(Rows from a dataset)
- - -
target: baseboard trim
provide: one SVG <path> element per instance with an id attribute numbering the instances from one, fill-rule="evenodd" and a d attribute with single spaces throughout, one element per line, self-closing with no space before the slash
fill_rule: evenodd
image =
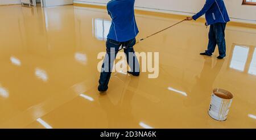
<path id="1" fill-rule="evenodd" d="M 104 3 L 99 3 L 97 5 L 92 5 L 92 4 L 89 4 L 89 3 L 74 3 L 73 5 L 75 6 L 85 7 L 89 7 L 89 8 L 96 8 L 96 9 L 106 9 L 106 6 L 103 5 L 103 4 Z M 158 11 L 147 11 L 147 10 L 138 10 L 138 9 L 136 9 L 135 11 L 135 13 L 138 14 L 143 14 L 143 15 L 152 15 L 152 16 L 159 16 L 159 17 L 170 18 L 184 19 L 187 16 L 190 16 L 190 15 L 186 16 L 186 15 L 184 15 L 174 14 L 167 13 L 167 12 L 158 12 Z M 196 22 L 203 22 L 203 23 L 204 23 L 205 21 L 205 20 L 204 18 L 200 18 L 198 20 L 196 20 Z M 229 23 L 228 26 L 238 26 L 238 27 L 241 27 L 256 29 L 256 24 L 243 23 L 243 22 L 240 22 L 231 21 Z"/>

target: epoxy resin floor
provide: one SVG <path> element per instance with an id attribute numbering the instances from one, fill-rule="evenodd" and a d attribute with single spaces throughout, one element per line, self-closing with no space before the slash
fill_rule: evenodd
<path id="1" fill-rule="evenodd" d="M 138 14 L 137 39 L 181 18 Z M 110 25 L 105 10 L 3 6 L 0 19 L 0 128 L 256 128 L 255 28 L 228 25 L 228 56 L 217 60 L 217 50 L 199 54 L 209 28 L 184 22 L 135 46 L 159 53 L 157 78 L 115 72 L 101 95 L 97 56 Z M 234 96 L 224 122 L 207 112 L 216 87 Z"/>

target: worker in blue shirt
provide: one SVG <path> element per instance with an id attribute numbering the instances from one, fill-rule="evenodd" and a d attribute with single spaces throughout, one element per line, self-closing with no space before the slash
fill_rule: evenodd
<path id="1" fill-rule="evenodd" d="M 222 59 L 226 56 L 226 41 L 225 29 L 226 23 L 230 21 L 226 7 L 223 0 L 206 0 L 203 9 L 192 17 L 187 18 L 187 20 L 196 20 L 205 14 L 205 25 L 210 25 L 209 32 L 208 49 L 201 55 L 212 56 L 218 45 L 220 56 L 218 59 Z"/>
<path id="2" fill-rule="evenodd" d="M 133 48 L 136 43 L 135 37 L 139 33 L 134 15 L 134 3 L 135 0 L 112 0 L 107 4 L 112 21 L 99 80 L 98 90 L 100 92 L 108 88 L 114 61 L 120 48 L 123 48 L 131 69 L 127 73 L 134 76 L 139 75 L 139 64 Z"/>

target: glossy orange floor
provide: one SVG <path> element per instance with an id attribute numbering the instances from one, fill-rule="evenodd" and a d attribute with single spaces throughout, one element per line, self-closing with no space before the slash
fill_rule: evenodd
<path id="1" fill-rule="evenodd" d="M 180 21 L 136 15 L 138 38 Z M 0 6 L 1 128 L 256 128 L 256 29 L 228 26 L 228 56 L 199 55 L 208 32 L 185 22 L 141 42 L 159 52 L 159 75 L 112 75 L 97 90 L 98 53 L 105 50 L 105 10 L 73 6 Z M 212 90 L 234 96 L 224 122 L 207 111 Z"/>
- - -
Description of the task — Can you set down all the lines above word for word, leaving out the pictures?

Exercise solution —
target: baseboard trim
provide: one SVG <path> element per instance with an id attribute numbering the instances from one, fill-rule="evenodd" and a d attribute with single spaces throughout, one element per line, self-closing with no space before the slash
fill_rule: evenodd
image =
<path id="1" fill-rule="evenodd" d="M 104 3 L 99 3 L 97 5 L 92 5 L 92 4 L 89 4 L 89 3 L 74 3 L 73 5 L 75 6 L 85 7 L 89 7 L 89 8 L 96 8 L 96 9 L 106 9 L 106 6 L 103 5 L 103 4 Z M 158 11 L 147 11 L 147 10 L 138 10 L 138 9 L 136 9 L 135 11 L 135 13 L 138 14 L 143 14 L 143 15 L 152 15 L 152 16 L 159 16 L 159 17 L 170 18 L 184 19 L 187 16 L 190 16 L 190 15 L 186 16 L 186 15 L 184 15 L 174 14 L 167 13 L 167 12 L 158 12 Z M 196 22 L 203 22 L 203 23 L 204 23 L 205 21 L 205 20 L 204 18 L 200 18 L 198 20 L 196 20 Z M 229 23 L 228 26 L 238 26 L 238 27 L 241 27 L 256 29 L 256 24 L 243 23 L 243 22 L 240 22 L 231 21 Z"/>

target: epoxy resin floor
provide: one SVG <path> element per instance with an id attribute numbering the instances from one, fill-rule="evenodd" and a d attribute with single spaces throughout, one element per line, self-closing with no space before the slash
fill_rule: evenodd
<path id="1" fill-rule="evenodd" d="M 138 14 L 137 39 L 181 18 Z M 110 25 L 105 10 L 3 6 L 0 19 L 0 128 L 256 128 L 255 28 L 228 25 L 228 56 L 217 60 L 217 50 L 199 54 L 209 28 L 184 22 L 135 46 L 159 53 L 157 78 L 115 72 L 101 95 L 97 56 Z M 234 96 L 224 122 L 207 112 L 216 87 Z"/>

target: worker in blue shirt
provide: one SVG <path> element per instance with an id attribute numbering the instances from one, fill-rule="evenodd" and a d attribute with single spaces throughout, one element per line, self-closing with no space before the slash
fill_rule: evenodd
<path id="1" fill-rule="evenodd" d="M 222 59 L 226 56 L 226 41 L 225 29 L 226 23 L 230 21 L 226 7 L 223 0 L 206 0 L 203 9 L 192 17 L 187 18 L 187 20 L 196 20 L 205 14 L 205 25 L 210 25 L 209 32 L 208 49 L 201 55 L 212 56 L 218 45 L 220 56 L 218 59 Z"/>
<path id="2" fill-rule="evenodd" d="M 133 48 L 136 43 L 135 37 L 139 33 L 134 15 L 134 3 L 135 0 L 112 0 L 107 4 L 112 21 L 99 80 L 98 90 L 100 92 L 108 88 L 114 61 L 120 48 L 123 48 L 131 69 L 127 73 L 134 76 L 139 75 L 139 64 Z"/>

target: glossy orange floor
provide: one SVG <path> element per instance with an id attribute numbering the instances from one, fill-rule="evenodd" and a d attribute with single spaces throughout, one element per line, self-closing with no space before the slash
fill_rule: evenodd
<path id="1" fill-rule="evenodd" d="M 180 21 L 136 15 L 138 38 Z M 0 6 L 1 128 L 256 128 L 256 29 L 228 26 L 228 56 L 199 55 L 208 32 L 185 22 L 141 42 L 159 52 L 159 75 L 112 75 L 97 90 L 98 53 L 105 50 L 105 10 L 73 6 Z M 212 90 L 234 96 L 224 122 L 207 111 Z"/>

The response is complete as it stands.